-- Begin Text --

Episode 3: Apple O' (Deerhoof, 2003)
Viewed casually, the musical and lyrical content of Deerhoof’s 2003 record, Apple O’, appears as so many discrete scraps of ideas laid abreast—a couple turns of a musical cell, then on to the next; cloned trees and humans here, exploding bombs and candlelight there. But take time to sit with it, and you might find the seemingly disparate snippets begin to work together and feed off each other—even mutating into one another—creating if not a proper narrative then at least an ideological thread. Sometimes it could be a stretch of what was intended of course, but who’s to tell you that the inkblot you’re looking at isn’t what you say it is? When Deerhoof drummer Greg Saunier was asked whether describing the band as “Ambient noise pop with an electric twist” was correct, he assured the interviewer that he could have described it any way he wanted and Saunier would have told him he was right. “Because,” he says, “who am I to tell you that’s not what you heard!”
Musically speaking, a good chunk of this record—the fifth studio release by the band who in 2015 released their fifteenth—uses the technique of shuffling around different modules, or “song bits.” The fifth track, an instrumental called “My Diamond Star Car,” is a great example. Phrases are short, almost gestural, and are repeated at least once before moving on to the next. I like to imagine the band as hitting steady eddies merrily down the stream, cycling around a few times within each before flowing onward. There’s no attempt at covering the seams, and why should there be? Saunier says, “You can hear the moments of discontinuity in the songs, which is part of what makes them good. I hope.” Regardless, there’s much more to Deerhoof’s music than its seams.

-- End Text --
-- Begin Information provided --

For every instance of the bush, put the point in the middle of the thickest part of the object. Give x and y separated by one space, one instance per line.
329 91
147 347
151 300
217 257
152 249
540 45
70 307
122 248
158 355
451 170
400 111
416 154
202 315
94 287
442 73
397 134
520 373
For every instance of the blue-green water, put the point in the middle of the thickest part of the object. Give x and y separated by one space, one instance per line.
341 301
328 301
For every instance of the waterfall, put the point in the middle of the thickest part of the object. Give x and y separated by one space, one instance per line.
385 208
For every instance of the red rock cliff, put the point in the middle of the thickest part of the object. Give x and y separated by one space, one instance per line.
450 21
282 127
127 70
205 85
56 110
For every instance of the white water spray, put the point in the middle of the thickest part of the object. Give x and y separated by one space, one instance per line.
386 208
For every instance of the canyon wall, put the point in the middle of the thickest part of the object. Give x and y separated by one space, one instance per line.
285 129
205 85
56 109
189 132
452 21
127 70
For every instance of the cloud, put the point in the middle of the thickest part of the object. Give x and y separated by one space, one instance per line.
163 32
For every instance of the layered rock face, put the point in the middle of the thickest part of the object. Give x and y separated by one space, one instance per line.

-- End Information provided --

**Task requirements:**
Rewrite the passage on Deerhoof's Apple O', starting with "Musically speaking, a" and going on through "than its seams.", with "stream" replaced by "river".

**Exercise answer:**
Musically speaking, a good chunk of this record—the fifth studio release by the band who in 2015 released their fifteenth—uses the technique of shuffling around different modules, or “song bits.” The fifth track, an instrumental called “My Diamond Star Car,” is a great example. Phrases are short, almost gestural, and are repeated at least once before moving on to the next. I like to imagine the band as hitting steady eddies merrily down the river, cycling around a few times within each before flowing onward. There’s no attempt at covering the seams, and why should there be? Saunier says, “You can hear the moments of discontinuity in the songs, which is part of what makes them good. I hope.” Regardless, there’s much more to Deerhoof’s music than its seams.